:: Requirement ::
Lay out the lines as a JSON list of strings, one string per line, with blank lines omitted. Start at the line containing "following a rough mask correct it." and end after the line containing "464L1076 440L1034 447L1005".

(Supplied material)

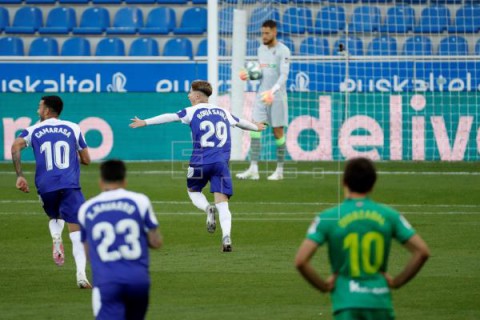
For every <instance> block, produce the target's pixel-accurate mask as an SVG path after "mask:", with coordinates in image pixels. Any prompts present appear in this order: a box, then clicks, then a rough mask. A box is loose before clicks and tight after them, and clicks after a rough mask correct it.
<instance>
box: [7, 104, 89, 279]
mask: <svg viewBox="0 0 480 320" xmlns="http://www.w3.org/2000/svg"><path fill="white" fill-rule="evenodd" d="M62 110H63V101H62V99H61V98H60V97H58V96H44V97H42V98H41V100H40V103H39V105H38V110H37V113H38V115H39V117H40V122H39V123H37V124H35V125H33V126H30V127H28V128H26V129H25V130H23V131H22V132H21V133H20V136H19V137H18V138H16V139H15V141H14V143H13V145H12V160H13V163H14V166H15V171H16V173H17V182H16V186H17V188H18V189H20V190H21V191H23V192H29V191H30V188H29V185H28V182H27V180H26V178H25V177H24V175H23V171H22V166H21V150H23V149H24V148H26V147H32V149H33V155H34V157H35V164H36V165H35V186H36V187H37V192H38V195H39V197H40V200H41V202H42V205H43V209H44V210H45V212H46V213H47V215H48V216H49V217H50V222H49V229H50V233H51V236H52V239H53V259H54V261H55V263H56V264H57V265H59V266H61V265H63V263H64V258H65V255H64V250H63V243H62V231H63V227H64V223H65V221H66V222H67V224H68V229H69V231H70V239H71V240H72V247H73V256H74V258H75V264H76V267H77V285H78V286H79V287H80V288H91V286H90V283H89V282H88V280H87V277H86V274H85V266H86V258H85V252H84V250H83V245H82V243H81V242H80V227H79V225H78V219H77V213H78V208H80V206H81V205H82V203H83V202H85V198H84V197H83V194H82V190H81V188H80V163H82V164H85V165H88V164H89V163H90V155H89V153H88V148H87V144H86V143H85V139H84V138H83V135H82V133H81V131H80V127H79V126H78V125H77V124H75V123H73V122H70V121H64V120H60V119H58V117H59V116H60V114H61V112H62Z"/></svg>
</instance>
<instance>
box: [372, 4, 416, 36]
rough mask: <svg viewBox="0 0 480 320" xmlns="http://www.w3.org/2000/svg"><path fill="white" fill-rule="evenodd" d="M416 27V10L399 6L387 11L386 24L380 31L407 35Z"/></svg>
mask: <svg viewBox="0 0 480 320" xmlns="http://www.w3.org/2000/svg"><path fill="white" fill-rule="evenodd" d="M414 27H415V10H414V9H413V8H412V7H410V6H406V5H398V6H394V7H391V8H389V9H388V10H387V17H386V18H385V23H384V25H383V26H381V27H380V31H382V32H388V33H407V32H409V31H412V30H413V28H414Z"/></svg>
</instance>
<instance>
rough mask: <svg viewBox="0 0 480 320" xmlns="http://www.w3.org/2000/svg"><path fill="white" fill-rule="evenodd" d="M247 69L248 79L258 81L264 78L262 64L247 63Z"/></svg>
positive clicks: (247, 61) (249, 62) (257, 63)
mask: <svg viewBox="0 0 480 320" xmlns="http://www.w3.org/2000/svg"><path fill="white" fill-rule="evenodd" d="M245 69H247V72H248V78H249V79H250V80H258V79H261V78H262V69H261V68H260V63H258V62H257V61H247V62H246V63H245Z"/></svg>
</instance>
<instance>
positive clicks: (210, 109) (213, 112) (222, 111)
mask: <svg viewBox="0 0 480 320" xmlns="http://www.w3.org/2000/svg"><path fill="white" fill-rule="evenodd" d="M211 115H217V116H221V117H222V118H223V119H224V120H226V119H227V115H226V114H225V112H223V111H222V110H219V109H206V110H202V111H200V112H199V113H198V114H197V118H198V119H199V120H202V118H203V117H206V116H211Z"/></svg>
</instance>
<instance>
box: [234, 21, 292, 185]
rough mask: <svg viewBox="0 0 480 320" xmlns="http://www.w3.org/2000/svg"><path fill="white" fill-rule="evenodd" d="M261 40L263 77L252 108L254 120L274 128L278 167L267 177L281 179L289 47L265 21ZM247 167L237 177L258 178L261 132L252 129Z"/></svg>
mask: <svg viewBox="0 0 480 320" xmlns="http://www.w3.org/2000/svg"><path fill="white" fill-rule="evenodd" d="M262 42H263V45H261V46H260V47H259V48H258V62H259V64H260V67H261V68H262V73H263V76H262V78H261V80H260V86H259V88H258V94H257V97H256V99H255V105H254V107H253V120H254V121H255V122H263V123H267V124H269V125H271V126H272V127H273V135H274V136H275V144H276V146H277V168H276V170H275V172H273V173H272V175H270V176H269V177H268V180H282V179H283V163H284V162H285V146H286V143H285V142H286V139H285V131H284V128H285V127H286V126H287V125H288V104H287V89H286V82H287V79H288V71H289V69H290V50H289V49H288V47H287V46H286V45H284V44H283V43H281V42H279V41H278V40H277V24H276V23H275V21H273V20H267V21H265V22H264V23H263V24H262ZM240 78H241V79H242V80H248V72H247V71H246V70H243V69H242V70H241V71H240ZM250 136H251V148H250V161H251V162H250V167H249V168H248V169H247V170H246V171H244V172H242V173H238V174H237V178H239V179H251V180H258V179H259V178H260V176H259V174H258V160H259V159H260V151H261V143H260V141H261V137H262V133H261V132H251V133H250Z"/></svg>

(End Supplied material)
(Supplied material)

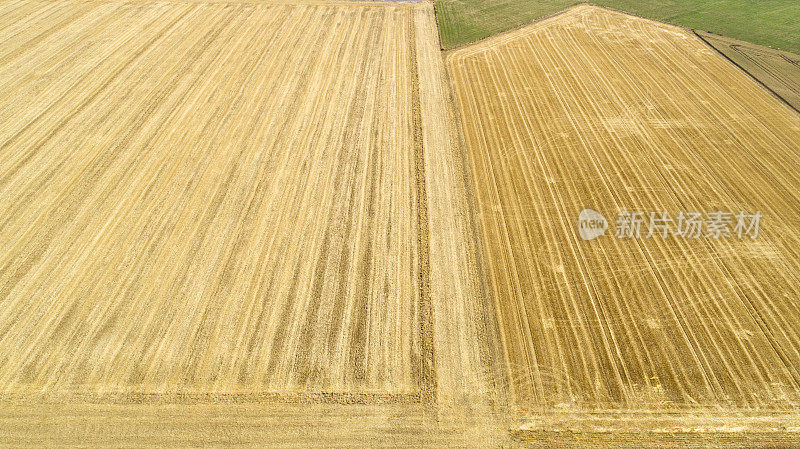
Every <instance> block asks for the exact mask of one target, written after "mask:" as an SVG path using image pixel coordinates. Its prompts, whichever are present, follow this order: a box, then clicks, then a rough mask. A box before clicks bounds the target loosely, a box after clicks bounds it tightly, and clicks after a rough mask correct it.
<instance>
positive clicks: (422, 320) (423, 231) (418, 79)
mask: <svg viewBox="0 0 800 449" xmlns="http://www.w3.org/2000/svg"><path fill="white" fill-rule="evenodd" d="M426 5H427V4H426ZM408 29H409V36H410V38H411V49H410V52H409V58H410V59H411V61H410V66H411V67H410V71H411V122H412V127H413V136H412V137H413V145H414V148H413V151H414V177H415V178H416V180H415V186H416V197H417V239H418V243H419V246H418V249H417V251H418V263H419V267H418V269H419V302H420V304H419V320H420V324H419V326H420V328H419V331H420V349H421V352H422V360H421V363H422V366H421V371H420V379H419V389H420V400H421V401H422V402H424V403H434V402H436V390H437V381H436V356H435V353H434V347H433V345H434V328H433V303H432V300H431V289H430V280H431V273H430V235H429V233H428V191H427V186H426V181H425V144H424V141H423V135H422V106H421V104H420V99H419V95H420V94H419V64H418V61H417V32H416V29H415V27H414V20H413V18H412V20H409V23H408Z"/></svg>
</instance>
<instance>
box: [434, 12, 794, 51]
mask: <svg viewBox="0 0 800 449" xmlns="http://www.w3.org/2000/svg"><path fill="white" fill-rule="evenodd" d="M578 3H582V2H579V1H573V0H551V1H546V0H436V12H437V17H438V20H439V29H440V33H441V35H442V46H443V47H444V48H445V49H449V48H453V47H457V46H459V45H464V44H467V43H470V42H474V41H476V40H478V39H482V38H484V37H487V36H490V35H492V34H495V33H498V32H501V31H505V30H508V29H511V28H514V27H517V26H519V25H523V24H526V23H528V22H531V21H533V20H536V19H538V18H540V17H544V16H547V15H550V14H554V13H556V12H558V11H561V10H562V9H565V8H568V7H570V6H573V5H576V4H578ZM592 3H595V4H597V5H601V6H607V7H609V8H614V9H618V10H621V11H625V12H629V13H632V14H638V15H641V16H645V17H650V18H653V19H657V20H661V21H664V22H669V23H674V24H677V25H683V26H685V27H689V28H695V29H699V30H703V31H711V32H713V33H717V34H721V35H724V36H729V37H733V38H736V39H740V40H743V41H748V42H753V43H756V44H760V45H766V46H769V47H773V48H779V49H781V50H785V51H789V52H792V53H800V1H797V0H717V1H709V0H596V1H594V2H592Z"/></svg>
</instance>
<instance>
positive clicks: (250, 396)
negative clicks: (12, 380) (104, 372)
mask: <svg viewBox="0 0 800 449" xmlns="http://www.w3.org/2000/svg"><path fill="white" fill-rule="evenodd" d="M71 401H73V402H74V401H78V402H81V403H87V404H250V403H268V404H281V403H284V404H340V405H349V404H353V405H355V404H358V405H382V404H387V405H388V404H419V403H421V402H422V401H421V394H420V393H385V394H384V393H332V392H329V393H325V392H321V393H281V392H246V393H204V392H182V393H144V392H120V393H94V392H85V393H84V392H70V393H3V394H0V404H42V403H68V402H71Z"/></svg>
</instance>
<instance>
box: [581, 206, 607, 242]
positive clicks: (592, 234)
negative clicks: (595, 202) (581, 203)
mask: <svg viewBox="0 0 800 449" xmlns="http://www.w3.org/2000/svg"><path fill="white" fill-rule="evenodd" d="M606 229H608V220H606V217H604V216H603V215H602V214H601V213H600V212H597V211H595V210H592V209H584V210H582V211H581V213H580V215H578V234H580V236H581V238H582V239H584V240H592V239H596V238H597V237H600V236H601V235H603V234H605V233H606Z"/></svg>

(End Supplied material)
(Supplied material)

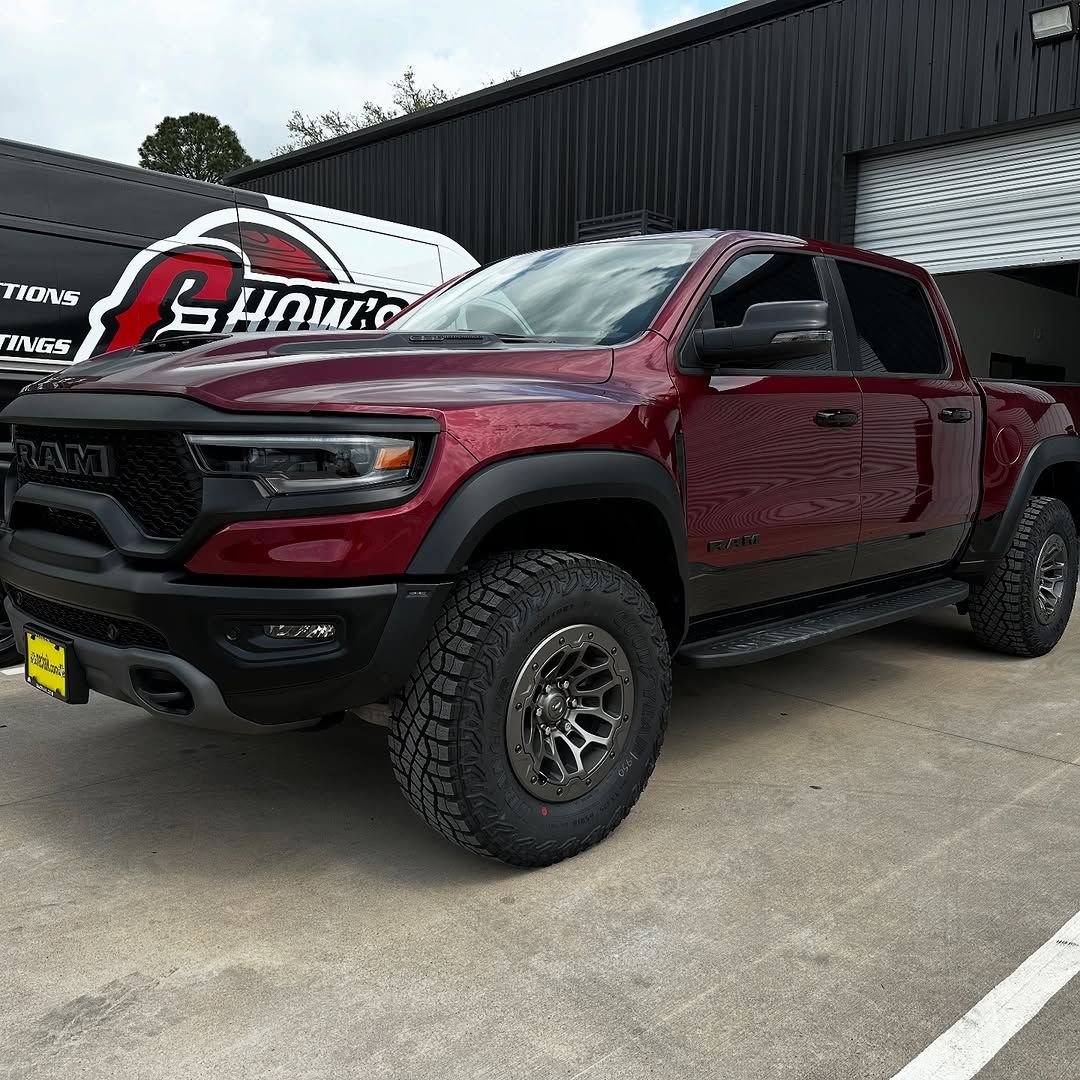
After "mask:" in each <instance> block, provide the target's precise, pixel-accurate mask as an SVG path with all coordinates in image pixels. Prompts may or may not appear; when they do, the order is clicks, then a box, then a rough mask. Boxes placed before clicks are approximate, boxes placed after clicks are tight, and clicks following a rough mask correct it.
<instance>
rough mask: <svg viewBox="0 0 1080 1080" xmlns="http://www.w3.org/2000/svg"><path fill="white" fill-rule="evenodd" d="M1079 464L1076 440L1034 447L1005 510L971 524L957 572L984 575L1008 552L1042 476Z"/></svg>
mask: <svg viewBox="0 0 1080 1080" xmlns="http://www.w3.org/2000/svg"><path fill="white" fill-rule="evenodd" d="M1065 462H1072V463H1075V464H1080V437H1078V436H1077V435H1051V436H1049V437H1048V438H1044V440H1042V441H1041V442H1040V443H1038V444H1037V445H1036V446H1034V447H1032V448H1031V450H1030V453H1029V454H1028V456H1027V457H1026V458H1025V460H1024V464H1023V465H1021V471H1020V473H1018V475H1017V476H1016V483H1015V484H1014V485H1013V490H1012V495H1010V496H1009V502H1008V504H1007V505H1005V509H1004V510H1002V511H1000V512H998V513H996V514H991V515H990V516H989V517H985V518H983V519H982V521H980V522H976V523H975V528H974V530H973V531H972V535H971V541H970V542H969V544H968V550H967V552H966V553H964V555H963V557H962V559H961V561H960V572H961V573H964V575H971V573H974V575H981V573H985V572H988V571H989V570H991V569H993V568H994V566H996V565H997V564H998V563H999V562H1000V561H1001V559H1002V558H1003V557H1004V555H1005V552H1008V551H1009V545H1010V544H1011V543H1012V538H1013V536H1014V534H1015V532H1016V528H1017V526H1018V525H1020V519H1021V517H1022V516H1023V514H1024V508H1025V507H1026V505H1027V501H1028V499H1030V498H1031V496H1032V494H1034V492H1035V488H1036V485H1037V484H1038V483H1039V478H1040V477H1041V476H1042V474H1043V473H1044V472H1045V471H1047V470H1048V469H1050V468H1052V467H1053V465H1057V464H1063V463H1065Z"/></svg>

(End Supplied material)

:: Solution ::
[
  "After \"mask:\" in each <instance> block, provide the target's precise, pixel-accurate mask as an SVG path with all coordinates in image pixels. Prompts may or may not appear; when they do, the order is clicks, then a box, then a rough mask. Boxes placed before clicks are approximate, boxes placed after clicks are tight, and clicks following a rough mask correct it.",
  "<instance>",
  "rough mask: <svg viewBox=\"0 0 1080 1080\" xmlns=\"http://www.w3.org/2000/svg\"><path fill=\"white\" fill-rule=\"evenodd\" d=\"M1079 464L1076 440L1034 447L1005 510L971 524L957 572L984 575L1008 552L1042 476Z\"/></svg>"
]